▶ **WORK INSTRUCTIONS**
Repeat the entries exactly as they stand.

Stored data entries:

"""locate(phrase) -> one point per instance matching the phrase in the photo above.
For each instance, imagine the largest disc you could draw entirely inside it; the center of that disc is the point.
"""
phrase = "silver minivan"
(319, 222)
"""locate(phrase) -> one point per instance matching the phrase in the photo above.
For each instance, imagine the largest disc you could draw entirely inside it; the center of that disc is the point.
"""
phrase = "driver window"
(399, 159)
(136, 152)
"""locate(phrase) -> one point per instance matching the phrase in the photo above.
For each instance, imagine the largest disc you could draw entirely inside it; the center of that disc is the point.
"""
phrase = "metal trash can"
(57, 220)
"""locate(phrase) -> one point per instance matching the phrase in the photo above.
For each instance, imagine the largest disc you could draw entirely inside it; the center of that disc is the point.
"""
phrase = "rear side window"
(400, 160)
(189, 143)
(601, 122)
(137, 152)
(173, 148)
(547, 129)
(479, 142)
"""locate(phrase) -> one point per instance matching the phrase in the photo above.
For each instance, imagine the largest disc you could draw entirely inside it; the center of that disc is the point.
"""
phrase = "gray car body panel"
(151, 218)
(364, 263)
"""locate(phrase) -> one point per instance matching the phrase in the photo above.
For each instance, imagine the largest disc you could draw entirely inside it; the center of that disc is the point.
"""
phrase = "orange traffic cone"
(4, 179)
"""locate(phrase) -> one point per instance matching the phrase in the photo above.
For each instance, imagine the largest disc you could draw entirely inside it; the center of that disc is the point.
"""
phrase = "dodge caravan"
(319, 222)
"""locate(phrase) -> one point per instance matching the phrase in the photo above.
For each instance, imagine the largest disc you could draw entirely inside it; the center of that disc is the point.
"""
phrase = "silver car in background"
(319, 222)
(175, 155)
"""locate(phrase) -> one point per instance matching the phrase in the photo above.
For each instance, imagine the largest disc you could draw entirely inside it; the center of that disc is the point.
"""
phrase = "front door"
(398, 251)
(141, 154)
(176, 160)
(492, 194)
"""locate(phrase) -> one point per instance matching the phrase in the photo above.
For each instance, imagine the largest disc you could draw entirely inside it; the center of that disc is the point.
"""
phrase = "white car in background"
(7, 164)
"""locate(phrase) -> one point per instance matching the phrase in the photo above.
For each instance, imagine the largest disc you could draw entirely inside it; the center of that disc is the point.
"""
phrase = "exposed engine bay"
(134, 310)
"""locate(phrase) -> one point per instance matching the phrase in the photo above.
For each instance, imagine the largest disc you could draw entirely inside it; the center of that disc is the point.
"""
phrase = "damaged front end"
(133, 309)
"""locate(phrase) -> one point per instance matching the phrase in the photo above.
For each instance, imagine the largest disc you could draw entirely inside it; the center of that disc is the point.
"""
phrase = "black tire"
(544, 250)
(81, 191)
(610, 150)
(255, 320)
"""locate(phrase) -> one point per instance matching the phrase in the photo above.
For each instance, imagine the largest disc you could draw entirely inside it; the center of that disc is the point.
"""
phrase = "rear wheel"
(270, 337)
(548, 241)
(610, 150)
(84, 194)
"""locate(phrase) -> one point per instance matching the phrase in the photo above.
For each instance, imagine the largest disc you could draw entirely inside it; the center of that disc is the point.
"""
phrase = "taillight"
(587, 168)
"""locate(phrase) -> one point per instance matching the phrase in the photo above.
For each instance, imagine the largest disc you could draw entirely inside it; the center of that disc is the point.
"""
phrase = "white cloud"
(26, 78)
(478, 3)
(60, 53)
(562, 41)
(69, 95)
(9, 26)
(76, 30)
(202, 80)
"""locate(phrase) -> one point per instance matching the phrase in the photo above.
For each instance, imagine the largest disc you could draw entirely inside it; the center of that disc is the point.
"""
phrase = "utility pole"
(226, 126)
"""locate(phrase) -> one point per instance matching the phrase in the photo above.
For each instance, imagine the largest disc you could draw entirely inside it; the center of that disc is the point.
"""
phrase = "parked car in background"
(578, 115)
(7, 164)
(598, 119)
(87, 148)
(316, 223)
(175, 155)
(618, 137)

▶ **WRITTEN RESPONSE**
"""locate(phrase) -> one point per instance matching the phrase in the photo above.
For each instance, imagine the largest disc you could draw entirely inside it; the center of that disc is the point.
"""
phrase = "silver minivan"
(319, 222)
"""locate(phrase) -> one point per instance matching the phrase in the photo above.
For each instance, imagine the largest disc you could draw entirely inside it; the center of that disc is the point.
"""
phrase = "driver window"
(399, 159)
(136, 152)
"""locate(phrase) -> one point per instance matching the phrase in the photo above.
For each instance, imagine the largest disc you could draw entirely inside it; the center of that disc is the point.
"""
phrase = "metal trash can"
(57, 220)
"""locate(phrase) -> one point per instance matching the phrase in the photo above.
For each instance, imagine the largest disc you could draw entirely inside it; the center of that disc is the point.
"""
phrase = "rear side window"
(400, 160)
(189, 143)
(601, 122)
(137, 152)
(173, 148)
(547, 129)
(479, 142)
"""locate(phrase) -> one point per instance matching the phrase in the photo above.
For each instance, imagine the largest disc you could draw entirely inside it; the center of that disc is the point.
"""
phrase = "gray car body panel"
(151, 218)
(364, 263)
"""locate(phrase) -> one point per instance matching the phrase in the photo above.
For each instance, imagine the largest disc you could draw entirely inside it; the center of that disc is the point.
"""
phrase = "orange traffic cone"
(4, 179)
"""locate(phrase) -> one point per instance matching the phrase in the photo above.
For each instance, imagine the largest disc you could draw entirely inside it; the center of that disc is the point.
"""
phrase = "dodge caravan"
(319, 222)
"""locate(phrase) -> one point per instance matching the phrase in the photo above.
For each instance, imagine the largest disc you could draw entirely inside it; the center of that disc is the point.
"""
phrase = "silver car in background"
(319, 222)
(175, 155)
"""locate(phrase) -> one point per instance matching the phrase in the photo above.
For each instance, imagine the largest disc you could draw entirely inside it; the center of that disc is the point.
"""
phrase = "front door"
(398, 251)
(141, 154)
(176, 160)
(492, 194)
"""locate(phrase) -> one point per instance matching the phrase in the photo above.
For each instance, imagine the largest disc you could draw entirely inside it; the center of that disc is the point.
"""
phrase = "white car in background"
(7, 164)
"""locate(phrase) -> one point per instance matching the phrase in the photo above.
For each instance, imagine the largest disc you could draw entirely inside it; the center of that disc is the point.
"""
phrase = "exposed engine bay"
(134, 310)
"""locate(phrase) -> one point per instance matching the phrase in the photo above.
For each instance, imagine the largest disc you could draw entirely inside it; the center of that disc is the point.
"""
phrase = "damaged front end"
(133, 309)
"""locate(phrase) -> one point per instance matching the phrase in the photo above.
For each instance, imagine the largest disc you could draw entirely inside it; the center of that disc is the point.
"""
phrase = "black tire"
(544, 250)
(81, 191)
(610, 150)
(255, 320)
"""locate(phrase) -> one point per instance matching the phrase in the photo above.
For each instance, imagine the largest disc you could draw entirely inside it; the center of that disc is the point.
"""
phrase = "rear wheel"
(270, 337)
(548, 241)
(610, 150)
(84, 194)
"""locate(phrase) -> one point per instance matching the phrase in the photo above.
For each instance, imagine the largest disc you could draw entirely inside it; the center of that disc is the point.
"""
phrase = "taillight"
(587, 168)
"""locate(phrase) -> one point per instance matching the phrase in the photo above.
For each instance, imagine the largest disc you could draw entirely inside it; the center of that disc is the point.
"""
phrase = "white cloud"
(26, 78)
(478, 3)
(60, 53)
(562, 41)
(69, 95)
(9, 26)
(76, 30)
(202, 80)
"""locate(phrase) -> one point per instance matching the phrase in the photo above.
For each instance, imagine the largest disc you could draw entirely inside it; the center of that disc is the point.
"""
phrase = "utility pole"
(226, 126)
"""locate(phrase) -> one point per instance matching the phrase in the photo above.
For each instance, imagine the largest disc you could draw entirely inside it; the center of that disc is the point.
"""
phrase = "parked car in background"
(578, 115)
(7, 164)
(598, 119)
(87, 148)
(316, 223)
(175, 155)
(618, 137)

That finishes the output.